▶ Zu bearbeitende Aufgaben:
**1.** Wie viele Personen sollten laut dem Textauszug zur qualifizierten Leichenschau nach Aussage von Frank Starp mindestens an einer Leichenschau beteiligt sein?
**2.** Führen Sie den Textauszug zur qualifizierten Leichenschau im Anschluss an seinen letzten Satz weiter.
**** Textauszug ****
Das Josef-Hospital Delmenhorst ist gegenwärtig, als Konsequenz aus den Högel-Morden, die einzige Klinik landesweit, die eine qualifizierte Leichenschau eingeführt hat. Zu einer Anhörung in den Rechtsausschuss luden die Politiker deshalb den ärztlichen Direktor des Josef-Hospitals, Frank Starp. Mindestens drei Personen sollten an einer Leichenschau beteiligt sein, sagt Starp. In die Sitzung war er als Experte eingeladen, um zu berichten, wie ein solcher Systemwechsel eingeführt werden könne. „Ärzte könnten sich ja auch Sorgen machen, man trete ihnen mit einer externen Qualitätssicherung auf die Füße“, sagt Starp. Man war in Delmenhorst aber selbst überrascht gewesen, wie unkompliziert die neue Verfahrensweise am Josef-Hospital umgesetzt werden konnte.
Starp ist ein großer Verfechter dieser externen Kontrolle, „für mich liegt darin eine Erhöhung der Qualitätsmerkmale für unsere Arbeit“. Allerdings gibt er auch zu bedenken, dass in Delmenhorst gegenwärtig nur im Krankenhaus solch eine externe Kontrolle vorgenommen werde. Der FDP-Vorschlag zielt auf die Fläche ab, alle Verstorbenen sollen unter die Regelung der qualitativen Leichenschau fallen.
Diskutiert wurde im Ausschuss auch der Ort, an dem die Leichenschau vorzunehmen wäre. Starp spricht sich dafür aus, die Todesursache an Ort und Stelle festzustellen. „Und zwar ohne Zeitverzug.“ Im Krankenhaus bestehe noch die Möglichkeit, auch die Patientenakte einzusehen. Es lägen damit noch viele Informationen vor, die würden beim späteren Blick in die Todesbescheinigung fehlen. Starp ist deswegen gegen die sogenannte Krematoriumsleichenschau. Es geht ihm darum, schnell Rückschlüsse auf die Todesursache ziehen zu können. „Es gibt meldepflichtige Ereignisse, ob zum Beispiel ein Sturz todesursächlich war, dann muss die Polizei eingeschaltet werden“, sagt Starp.
Beraten wurde im Rechtsausschuss auch über den Personenkreis, der zur Leichenschau herangezogen werden kann. Für Starp geht es darum, jemanden Drittes oder sogar Viertes hinzuziehen zu können. Und die Berechtigten sollten, so wie es in Delmenhorst geregelt ist, von außen kommen. Dafür seien auch besondere Qualifikationen nötig. Starp wünscht sich die qualifizierte Leichenschau nicht als Aufgabe des Krankenhauspersonals, „Ärzte sollen sich um die Lebenden kümmern“. Die Frage, ob ein Todesfall Folge eines schicksalhaften Verlaufes war oder ob ein Fremdverschulden vorliegt, müsse ein Externer aufklären. Die Institution Krankenhaus könne sich schließlich nicht selbst kontrollieren.
**** Bereitgestellte Daten ****
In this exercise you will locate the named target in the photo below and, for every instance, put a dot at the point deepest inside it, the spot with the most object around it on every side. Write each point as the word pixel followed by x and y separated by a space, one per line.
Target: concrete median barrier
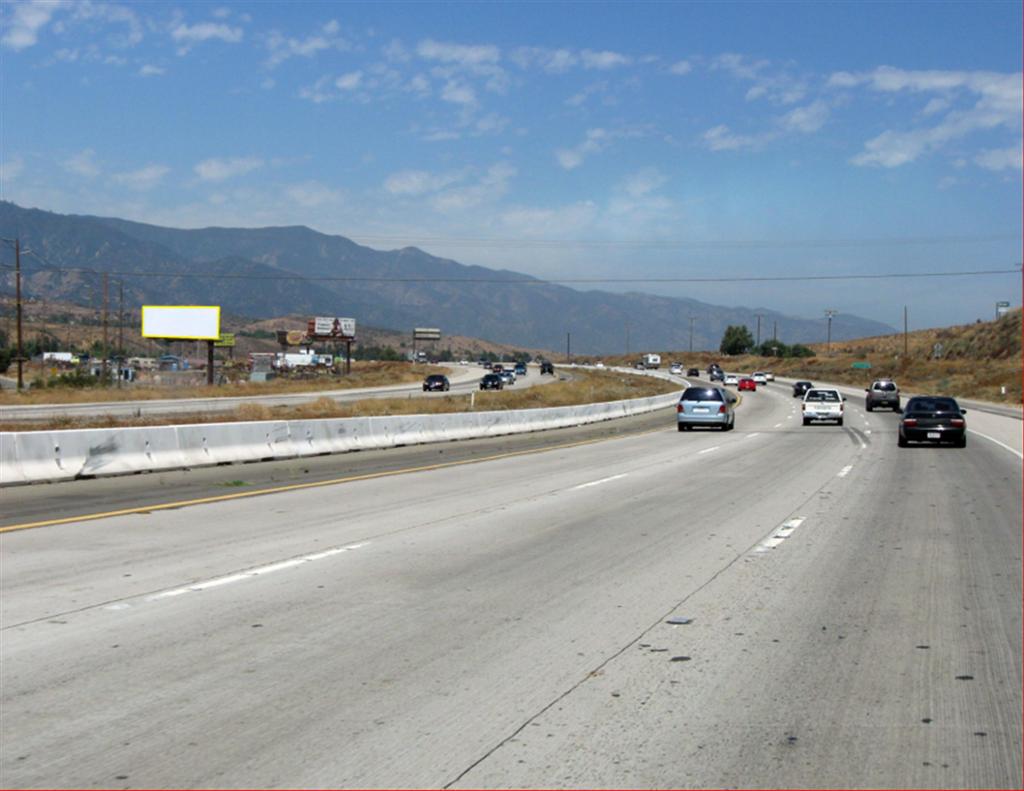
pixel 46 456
****
**** Bereitgestellte Daten ****
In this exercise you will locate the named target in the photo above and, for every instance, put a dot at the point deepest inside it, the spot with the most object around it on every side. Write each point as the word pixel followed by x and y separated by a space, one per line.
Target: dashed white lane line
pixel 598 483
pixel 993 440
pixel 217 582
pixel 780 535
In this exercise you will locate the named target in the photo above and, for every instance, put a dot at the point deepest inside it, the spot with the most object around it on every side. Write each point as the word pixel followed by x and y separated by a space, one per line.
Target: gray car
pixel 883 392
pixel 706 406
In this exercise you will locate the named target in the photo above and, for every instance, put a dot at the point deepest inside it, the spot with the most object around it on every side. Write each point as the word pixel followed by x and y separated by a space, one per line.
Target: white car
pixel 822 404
****
▶ Ergebnisse nach Aufgaben:
**1.** Mindestens drei Personen.

**2.**
Der in Verden ansässige Krematoriumsarzt Michael Birkholz führt die Leichenschau im Josef-Hospital als Externer durch. Von den rund 90 000 Todesfällen in Niedersachsen sterben 60 000 im Krankenhaus, zitiert er eine AOK-Studie. Im Krankenhaus werde aber anders gestorben, als außerhalb von Kliniken. Es gebe im Krankenhaus keine Toten durch äußere Merkmale, beispielsweise stumpfer oder spitzer Gewaltanwendung. Todesursache seien eher der Medikamenteneinsatz, „das kann man aber nicht augenscheinlich feststellen“, um dies zu erkennen, brauche man qualifizierte Leichenbeschauer.
Genauso stehe man aktuell vor dem Problem, eine Todesursache aufgrund komplizierter ärztlicher Maßnahmen festzustellen. Im Krankenhaus seien auch Keime eine häufige Ursache, die den Tod nach sich zieht, „und zwar eine vermeidbare“, sagt Birkholz. Das vor zwei Jahren geänderte Bestattungsrecht habe nicht gegriffen, sagt Birkholz. Wenn Ärzte danach verpflichtet seien, diejenigen Toten zu melden, die nach einer Notfallbehandlung gestorben seien, würde gegen sie ermittelt werden, sie werden kriminalisiert.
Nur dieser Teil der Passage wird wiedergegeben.